- **How to complete this task**
Hunt through the lines below for the string "outline" and copy each one that has it.

- **Dataset excerpts**
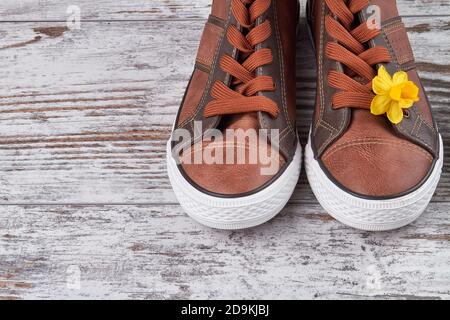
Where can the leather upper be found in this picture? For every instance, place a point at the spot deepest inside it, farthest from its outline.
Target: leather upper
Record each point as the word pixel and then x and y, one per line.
pixel 363 153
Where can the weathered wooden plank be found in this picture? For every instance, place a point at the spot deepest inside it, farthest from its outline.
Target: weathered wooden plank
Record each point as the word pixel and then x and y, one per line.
pixel 56 10
pixel 85 114
pixel 145 252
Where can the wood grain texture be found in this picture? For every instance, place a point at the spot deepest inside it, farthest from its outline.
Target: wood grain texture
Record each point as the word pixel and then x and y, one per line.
pixel 84 117
pixel 145 252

- **Reply**
Where can the leather upper be found in this picture? For every instance, place a point at the spot deepest inside it, farthest from its outline.
Where can the weathered wooden plank be found in this picture? For every instance, place a point at the spot deepest inside it, farthest from its outline.
Where can the wood grain texture be found in this picture? For every instance, place a point at the spot deepest inside it, farthest from its outline.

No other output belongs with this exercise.